> **PROBLEM DETAILS**: Each line of the material below should be retyped precisely as it appears.

---

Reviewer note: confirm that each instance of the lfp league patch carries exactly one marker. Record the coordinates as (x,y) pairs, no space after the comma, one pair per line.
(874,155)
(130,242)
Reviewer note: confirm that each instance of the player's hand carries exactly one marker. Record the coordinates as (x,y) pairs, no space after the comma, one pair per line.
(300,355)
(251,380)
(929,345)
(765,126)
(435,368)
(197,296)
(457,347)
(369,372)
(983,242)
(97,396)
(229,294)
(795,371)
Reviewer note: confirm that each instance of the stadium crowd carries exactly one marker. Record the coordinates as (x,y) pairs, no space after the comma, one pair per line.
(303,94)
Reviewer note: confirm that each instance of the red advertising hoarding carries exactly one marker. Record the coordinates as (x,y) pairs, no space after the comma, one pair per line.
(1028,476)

---

> **ANSWER BOX**:
Reviewer note: confirm that each instance of the lfp league patch carries exactly one marker. Record the coordinates as (x,y) pairs, no space after the comma, one pair per line.
(874,155)
(130,242)
Reviewer note: confirm that each instance of the player's hand carries exactly one marker. Record the coordinates as (x,y) pairs, no space after the comma, one pair per line.
(300,355)
(251,380)
(929,345)
(765,126)
(435,368)
(197,296)
(457,347)
(369,372)
(983,242)
(97,396)
(229,294)
(795,371)
Reviewer note: confirm that each instance of the stadium crowd carries exactly one marker. Record the coordinates as (x,y) pairs, no space after the comma, one pair per line.
(303,94)
Reviewer note: confirm that each instance of the red advertising hoarding carries exactly one marker. Record the coordinates as (x,y) pairs, no space after the comma, one pair per line.
(1028,476)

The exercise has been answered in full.